= Dataset records =
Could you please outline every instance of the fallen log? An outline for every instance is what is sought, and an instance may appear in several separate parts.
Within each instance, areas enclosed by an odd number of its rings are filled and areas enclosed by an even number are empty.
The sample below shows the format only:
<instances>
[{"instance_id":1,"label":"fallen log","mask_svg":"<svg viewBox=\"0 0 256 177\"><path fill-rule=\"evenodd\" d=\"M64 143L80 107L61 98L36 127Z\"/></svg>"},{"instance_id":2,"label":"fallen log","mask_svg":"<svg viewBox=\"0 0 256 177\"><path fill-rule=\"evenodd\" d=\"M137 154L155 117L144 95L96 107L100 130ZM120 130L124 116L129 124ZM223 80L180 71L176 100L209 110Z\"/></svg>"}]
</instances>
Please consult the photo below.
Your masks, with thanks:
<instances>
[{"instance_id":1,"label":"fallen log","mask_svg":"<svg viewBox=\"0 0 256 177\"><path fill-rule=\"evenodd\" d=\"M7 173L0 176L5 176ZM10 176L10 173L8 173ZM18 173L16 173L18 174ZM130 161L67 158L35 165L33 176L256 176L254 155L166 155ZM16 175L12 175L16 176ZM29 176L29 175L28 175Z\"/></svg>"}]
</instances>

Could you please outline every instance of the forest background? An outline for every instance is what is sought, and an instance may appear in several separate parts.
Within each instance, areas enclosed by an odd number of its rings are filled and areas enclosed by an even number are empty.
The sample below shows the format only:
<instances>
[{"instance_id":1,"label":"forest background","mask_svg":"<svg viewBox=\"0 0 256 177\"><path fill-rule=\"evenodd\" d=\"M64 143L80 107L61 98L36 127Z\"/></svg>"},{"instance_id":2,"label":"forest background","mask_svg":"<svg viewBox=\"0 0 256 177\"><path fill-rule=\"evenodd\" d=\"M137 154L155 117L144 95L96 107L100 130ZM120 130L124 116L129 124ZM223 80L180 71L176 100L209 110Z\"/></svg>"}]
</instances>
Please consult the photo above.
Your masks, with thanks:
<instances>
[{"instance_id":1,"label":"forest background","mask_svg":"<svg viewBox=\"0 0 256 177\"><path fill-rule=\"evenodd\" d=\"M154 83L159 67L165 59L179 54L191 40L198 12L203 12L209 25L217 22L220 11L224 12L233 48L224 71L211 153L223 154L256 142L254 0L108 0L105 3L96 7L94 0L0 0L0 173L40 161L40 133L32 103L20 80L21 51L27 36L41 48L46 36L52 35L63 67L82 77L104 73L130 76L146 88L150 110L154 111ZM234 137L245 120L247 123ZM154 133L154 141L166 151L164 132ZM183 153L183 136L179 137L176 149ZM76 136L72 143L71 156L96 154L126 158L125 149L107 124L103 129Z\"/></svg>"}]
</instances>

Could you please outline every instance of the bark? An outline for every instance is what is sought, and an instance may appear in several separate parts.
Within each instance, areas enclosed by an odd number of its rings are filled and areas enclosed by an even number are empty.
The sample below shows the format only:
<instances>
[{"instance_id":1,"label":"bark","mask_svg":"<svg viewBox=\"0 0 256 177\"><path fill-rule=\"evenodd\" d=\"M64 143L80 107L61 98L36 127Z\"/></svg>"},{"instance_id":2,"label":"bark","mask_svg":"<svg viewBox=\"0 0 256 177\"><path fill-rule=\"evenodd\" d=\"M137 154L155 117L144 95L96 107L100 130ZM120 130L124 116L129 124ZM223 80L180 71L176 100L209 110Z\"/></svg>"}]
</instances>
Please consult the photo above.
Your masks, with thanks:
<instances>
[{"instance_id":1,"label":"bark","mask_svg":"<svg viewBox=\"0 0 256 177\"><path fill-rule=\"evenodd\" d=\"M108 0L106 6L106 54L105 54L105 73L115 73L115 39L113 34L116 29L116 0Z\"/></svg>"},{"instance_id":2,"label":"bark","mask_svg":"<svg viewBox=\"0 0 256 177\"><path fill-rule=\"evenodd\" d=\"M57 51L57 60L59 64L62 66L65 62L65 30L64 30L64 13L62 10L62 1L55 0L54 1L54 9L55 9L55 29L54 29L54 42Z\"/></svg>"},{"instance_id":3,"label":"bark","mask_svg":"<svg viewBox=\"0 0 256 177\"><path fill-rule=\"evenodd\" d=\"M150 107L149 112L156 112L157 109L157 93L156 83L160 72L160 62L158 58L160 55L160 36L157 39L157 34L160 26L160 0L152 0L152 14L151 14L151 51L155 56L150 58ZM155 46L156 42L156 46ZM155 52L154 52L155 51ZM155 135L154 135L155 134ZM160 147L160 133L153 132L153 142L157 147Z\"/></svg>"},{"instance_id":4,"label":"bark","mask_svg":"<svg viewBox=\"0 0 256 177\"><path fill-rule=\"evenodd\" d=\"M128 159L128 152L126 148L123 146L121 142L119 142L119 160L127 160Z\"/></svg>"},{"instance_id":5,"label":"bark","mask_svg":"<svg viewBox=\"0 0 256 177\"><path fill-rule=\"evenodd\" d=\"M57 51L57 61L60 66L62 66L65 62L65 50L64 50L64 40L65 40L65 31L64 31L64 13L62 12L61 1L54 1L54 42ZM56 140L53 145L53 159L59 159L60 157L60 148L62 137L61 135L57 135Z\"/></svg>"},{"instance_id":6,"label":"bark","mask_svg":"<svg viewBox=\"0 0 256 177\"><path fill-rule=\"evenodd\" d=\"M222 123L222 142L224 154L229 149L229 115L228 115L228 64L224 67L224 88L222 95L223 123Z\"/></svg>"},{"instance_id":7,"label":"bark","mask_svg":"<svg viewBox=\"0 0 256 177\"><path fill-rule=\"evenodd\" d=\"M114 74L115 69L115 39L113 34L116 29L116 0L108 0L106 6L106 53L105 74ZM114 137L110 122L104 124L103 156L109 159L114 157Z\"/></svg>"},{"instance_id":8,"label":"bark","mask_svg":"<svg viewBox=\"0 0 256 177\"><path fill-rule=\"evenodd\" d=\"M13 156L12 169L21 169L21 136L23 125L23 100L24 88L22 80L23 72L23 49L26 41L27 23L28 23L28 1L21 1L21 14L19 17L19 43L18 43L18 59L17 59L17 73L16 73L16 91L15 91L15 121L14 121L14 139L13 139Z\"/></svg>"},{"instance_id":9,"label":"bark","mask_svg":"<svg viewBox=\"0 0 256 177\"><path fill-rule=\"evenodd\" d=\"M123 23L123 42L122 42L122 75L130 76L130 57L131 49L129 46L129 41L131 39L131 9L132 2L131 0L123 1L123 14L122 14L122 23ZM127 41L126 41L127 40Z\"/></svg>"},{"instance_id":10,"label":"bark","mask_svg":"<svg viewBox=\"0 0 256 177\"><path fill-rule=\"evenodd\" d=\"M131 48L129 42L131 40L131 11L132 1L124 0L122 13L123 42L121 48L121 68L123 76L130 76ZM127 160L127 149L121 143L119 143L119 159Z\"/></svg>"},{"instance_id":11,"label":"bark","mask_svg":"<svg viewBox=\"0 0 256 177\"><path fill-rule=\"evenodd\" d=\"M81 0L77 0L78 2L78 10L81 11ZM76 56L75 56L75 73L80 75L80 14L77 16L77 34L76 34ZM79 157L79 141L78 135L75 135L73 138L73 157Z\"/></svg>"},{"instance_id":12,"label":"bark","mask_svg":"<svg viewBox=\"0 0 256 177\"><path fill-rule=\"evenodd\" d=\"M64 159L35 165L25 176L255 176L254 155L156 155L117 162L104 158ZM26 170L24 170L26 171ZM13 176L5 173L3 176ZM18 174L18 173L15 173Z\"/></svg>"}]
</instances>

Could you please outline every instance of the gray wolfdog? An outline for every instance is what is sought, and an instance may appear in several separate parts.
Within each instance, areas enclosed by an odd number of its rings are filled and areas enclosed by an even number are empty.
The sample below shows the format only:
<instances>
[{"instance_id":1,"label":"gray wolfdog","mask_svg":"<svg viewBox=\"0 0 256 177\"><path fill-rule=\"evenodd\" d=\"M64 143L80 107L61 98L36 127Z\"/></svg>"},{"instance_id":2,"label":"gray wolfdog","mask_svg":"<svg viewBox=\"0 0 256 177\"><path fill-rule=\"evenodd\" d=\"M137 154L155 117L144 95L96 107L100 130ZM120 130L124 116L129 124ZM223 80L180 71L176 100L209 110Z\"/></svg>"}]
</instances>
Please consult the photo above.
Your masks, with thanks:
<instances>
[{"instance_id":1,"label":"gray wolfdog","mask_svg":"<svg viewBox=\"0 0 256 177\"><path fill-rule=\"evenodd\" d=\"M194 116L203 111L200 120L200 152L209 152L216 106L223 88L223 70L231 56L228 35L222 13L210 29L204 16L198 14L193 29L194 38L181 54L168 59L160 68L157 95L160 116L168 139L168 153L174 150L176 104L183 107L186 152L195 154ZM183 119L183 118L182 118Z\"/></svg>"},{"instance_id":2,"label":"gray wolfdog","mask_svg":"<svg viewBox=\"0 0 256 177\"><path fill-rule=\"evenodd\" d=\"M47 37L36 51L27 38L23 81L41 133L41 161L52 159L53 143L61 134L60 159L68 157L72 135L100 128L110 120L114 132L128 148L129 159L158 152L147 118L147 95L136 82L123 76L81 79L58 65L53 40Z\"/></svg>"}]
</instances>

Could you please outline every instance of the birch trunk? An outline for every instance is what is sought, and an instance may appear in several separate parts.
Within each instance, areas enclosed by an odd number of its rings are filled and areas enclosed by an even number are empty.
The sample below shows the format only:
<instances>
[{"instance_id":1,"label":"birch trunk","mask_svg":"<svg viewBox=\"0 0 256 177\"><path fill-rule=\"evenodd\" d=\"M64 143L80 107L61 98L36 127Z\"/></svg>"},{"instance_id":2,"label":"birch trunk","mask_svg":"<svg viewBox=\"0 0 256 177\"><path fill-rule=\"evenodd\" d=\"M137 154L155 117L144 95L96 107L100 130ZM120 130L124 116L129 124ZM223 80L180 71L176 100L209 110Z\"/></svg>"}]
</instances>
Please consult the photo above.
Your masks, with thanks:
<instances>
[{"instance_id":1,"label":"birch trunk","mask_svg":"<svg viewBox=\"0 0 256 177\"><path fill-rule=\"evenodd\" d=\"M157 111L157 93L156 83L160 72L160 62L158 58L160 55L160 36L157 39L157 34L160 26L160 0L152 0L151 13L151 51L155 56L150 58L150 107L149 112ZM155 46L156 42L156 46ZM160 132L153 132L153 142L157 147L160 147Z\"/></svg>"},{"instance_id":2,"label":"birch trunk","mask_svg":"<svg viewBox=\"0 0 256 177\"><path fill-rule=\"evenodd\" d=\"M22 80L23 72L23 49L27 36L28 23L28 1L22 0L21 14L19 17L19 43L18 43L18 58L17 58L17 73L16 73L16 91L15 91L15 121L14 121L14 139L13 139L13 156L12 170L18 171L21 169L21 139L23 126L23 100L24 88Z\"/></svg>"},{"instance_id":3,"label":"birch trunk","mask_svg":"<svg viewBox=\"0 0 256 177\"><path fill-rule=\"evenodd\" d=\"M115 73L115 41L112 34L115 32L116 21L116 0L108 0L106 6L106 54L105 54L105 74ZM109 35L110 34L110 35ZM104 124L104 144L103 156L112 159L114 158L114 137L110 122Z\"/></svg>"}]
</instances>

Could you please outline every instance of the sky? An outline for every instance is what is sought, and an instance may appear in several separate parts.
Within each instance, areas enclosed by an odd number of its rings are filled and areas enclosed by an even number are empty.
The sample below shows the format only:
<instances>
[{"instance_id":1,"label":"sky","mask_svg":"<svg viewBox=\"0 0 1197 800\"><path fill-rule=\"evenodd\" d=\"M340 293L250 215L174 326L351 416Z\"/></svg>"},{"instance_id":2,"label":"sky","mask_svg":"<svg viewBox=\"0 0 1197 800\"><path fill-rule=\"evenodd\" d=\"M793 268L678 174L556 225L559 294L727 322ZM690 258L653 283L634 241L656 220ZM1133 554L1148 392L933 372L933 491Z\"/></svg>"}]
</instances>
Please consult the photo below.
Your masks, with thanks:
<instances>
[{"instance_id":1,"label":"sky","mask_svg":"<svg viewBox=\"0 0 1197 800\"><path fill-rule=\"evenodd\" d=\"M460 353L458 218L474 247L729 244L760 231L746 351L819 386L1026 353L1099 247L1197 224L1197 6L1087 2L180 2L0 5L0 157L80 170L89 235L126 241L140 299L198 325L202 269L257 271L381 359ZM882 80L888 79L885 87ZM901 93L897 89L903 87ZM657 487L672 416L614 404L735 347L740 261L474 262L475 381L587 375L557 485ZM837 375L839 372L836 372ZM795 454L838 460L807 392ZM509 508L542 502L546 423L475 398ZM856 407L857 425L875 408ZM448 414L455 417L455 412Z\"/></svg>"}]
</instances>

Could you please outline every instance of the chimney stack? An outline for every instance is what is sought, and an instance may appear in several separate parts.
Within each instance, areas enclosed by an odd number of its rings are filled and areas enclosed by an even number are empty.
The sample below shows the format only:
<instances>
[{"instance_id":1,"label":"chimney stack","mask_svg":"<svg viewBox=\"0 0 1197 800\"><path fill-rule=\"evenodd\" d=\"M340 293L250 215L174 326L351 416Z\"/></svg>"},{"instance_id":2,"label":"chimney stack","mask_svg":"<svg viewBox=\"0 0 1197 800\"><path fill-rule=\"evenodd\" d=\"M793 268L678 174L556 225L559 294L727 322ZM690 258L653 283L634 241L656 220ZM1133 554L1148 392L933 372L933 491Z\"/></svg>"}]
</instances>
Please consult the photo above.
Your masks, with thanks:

= Exercise details =
Starting at the line that contains "Could you please outline every instance of the chimney" and ending with the last of the items, write those lines out again with every "chimney stack" changed to "smokestack" and nothing else altered.

= Result =
Could you please outline every instance of the smokestack? An outline for every instance is what is sought, and an instance may appear in several separate parts.
Within each instance, areas enclosed by an odd number of its rings are filled and areas enclosed by an even number are empty.
The sample below shows the format only:
<instances>
[{"instance_id":1,"label":"smokestack","mask_svg":"<svg viewBox=\"0 0 1197 800\"><path fill-rule=\"evenodd\" d=\"M340 293L250 215L174 326L351 416Z\"/></svg>"},{"instance_id":2,"label":"smokestack","mask_svg":"<svg viewBox=\"0 0 1197 800\"><path fill-rule=\"evenodd\" d=\"M793 268L678 174L556 225L559 294L727 322ZM690 258L653 283L634 241L656 220ZM1133 554L1148 392L933 372L933 491Z\"/></svg>"}]
</instances>
Please consult the photo above.
Your masks, with thanks:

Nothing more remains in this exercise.